• Goal of the exercise
Repeat the whole listing exactly.

• Extracted entries
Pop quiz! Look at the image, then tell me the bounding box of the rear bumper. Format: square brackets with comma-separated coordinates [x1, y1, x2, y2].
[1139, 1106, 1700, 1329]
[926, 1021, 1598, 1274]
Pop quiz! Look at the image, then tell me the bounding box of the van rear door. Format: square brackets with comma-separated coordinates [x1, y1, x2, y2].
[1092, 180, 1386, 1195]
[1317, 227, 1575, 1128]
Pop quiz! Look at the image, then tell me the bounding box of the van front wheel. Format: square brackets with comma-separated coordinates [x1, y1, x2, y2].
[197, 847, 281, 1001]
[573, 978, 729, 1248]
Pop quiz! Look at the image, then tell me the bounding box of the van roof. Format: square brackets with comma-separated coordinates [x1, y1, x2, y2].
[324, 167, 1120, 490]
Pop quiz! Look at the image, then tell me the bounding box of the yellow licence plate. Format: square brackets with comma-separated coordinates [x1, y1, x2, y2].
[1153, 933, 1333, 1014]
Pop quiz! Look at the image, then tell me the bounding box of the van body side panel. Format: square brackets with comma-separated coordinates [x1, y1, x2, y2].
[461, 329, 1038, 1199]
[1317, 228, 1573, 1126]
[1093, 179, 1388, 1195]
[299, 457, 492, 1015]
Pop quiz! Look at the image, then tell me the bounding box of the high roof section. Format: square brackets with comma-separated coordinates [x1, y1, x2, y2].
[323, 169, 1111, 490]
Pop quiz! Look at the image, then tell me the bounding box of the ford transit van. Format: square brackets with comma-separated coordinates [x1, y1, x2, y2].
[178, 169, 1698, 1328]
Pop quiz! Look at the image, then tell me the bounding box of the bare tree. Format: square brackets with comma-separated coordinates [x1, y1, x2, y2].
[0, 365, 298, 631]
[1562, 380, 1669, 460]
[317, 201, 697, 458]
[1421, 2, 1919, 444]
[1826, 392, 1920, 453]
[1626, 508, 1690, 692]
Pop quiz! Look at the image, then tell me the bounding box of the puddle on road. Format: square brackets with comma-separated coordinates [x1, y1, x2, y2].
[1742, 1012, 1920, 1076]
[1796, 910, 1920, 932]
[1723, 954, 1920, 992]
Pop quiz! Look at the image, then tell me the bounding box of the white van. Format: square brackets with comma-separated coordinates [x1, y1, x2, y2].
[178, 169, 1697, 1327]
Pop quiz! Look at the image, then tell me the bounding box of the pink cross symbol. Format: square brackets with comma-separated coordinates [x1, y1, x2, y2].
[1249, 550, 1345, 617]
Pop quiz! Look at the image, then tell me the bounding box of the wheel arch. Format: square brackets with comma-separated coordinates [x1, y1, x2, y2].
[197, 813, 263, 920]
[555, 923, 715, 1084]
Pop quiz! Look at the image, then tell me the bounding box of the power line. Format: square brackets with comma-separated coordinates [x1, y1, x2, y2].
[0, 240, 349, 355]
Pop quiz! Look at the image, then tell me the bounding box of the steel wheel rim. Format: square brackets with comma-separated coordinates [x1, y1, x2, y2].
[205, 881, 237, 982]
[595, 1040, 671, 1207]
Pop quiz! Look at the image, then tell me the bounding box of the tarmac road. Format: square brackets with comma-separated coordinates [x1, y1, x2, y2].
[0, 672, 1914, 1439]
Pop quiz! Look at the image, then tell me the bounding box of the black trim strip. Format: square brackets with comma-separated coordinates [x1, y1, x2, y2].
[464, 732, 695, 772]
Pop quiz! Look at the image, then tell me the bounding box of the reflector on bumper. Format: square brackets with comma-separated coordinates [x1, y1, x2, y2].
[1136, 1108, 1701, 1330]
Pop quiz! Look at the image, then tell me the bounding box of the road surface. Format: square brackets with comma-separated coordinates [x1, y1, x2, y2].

• Expected answer
Pop quiz! Look at the image, then tell me the bounding box of the rear bumper. Format: square brackets with comma-separated coordinates [x1, y1, x2, y2].
[1139, 1106, 1700, 1329]
[926, 1021, 1598, 1274]
Pop quiz! Look at the image, then tell me the bounding box of the van rear door. Format: square brackets with comma-separated coordinates [x1, y1, x2, y2].
[1092, 180, 1386, 1195]
[1317, 227, 1575, 1128]
Pop quiz! Look at the image, then tell me the bounding box of the van front wheel. Format: square brackets with comma-separated coordinates [x1, y1, x2, y2].
[197, 847, 281, 1001]
[573, 978, 729, 1248]
Pop quiz! Look at the image, then tell me the bounding box of the van roof. Format: square brackets with comma-separated coordinates [x1, y1, x2, y2].
[324, 167, 1120, 490]
Pop quiz! Look at the image, then tell me the bounding box of the yellow licence plate. Format: square brackets with comma-separated coordinates [x1, y1, x2, y2].
[1153, 933, 1333, 1014]
Pop quiz! Look at the image, then tell me the bounding box of the van body side panel. Format: square brackets with comma-separated coordinates [x1, y1, x2, y2].
[461, 329, 1038, 1199]
[1317, 228, 1573, 1126]
[1093, 179, 1388, 1195]
[299, 457, 492, 1015]
Pop quiz! Look at the image, then tell me the bounding box of the high roof section. Format: square brackets with comma-separated coordinates [x1, y1, x2, y2].
[323, 169, 1111, 490]
Pop quiz! Look at the image, then tell me the bounding box of the ford transit van. Format: square brackets with comma-separated coordinates [x1, y1, x2, y2].
[178, 169, 1698, 1328]
Pop quiz! Look at the image, then tell me the bounding box of the bare tree. Format: square brackets with comma-separated coordinates [x1, y1, x2, y2].
[0, 365, 298, 631]
[1562, 380, 1669, 460]
[317, 201, 697, 458]
[1421, 2, 1919, 444]
[1826, 392, 1920, 453]
[1626, 508, 1690, 692]
Pop quiz! Look at the image, then tell me the bounding box of the puddle on road. Format: square brackets with comma-separated coordinates [x1, y1, x2, y2].
[1742, 1012, 1920, 1076]
[1796, 910, 1920, 932]
[1723, 954, 1920, 992]
Pop quiz! Look at the image, then tell me the bounding box of the white van. Format: square brackets with comma-separated coordinates [x1, y1, x2, y2].
[178, 169, 1697, 1327]
Pop quiz! Look at the image, then tell me the bounding box of the pink cross symbol. Format: square brackets with comma-separated coordinates [x1, y1, x2, y2].
[1249, 550, 1345, 617]
Pop quiz! Look at the image, then tell me the bounding box of the wheel arch. Format: square brackets with comma-separated coordinates [x1, y1, x2, y2].
[197, 813, 263, 920]
[555, 923, 715, 1084]
Pop quiz! Look at the image, then tell me the bounding box of the power line. Format: square brackets with comma-separated coordinates [x1, y1, x2, y2].
[0, 240, 349, 355]
Pop quiz! Look at the image, then tell me the bounding box of the steel wheel rim. Format: square brackets with comma-separated coordinates [x1, y1, x2, y2].
[205, 881, 237, 982]
[595, 1040, 671, 1207]
Pop quiz! Look at the image, then tell me the bounding box of the tarmac road. Format: square brackets with comma-separated coordinates [x1, y1, x2, y2].
[0, 672, 1914, 1439]
Pop quiz! Look at the image, then tell me the bounding box of the black trim strip. Format: square brackets with comma-separated coordinates [x1, y1, x2, y2].
[464, 732, 695, 772]
Pop quiz! Look at the image, then tell me the bounding box of the reflector on bumper. Format: square brackets with comma-separated coordinates [x1, y1, x2, y2].
[1136, 1108, 1701, 1330]
Pop quiz! Look at the image, then tell me the bounding box of the road surface. Format: square brackets with comma-separated coordinates [x1, y1, x2, y2].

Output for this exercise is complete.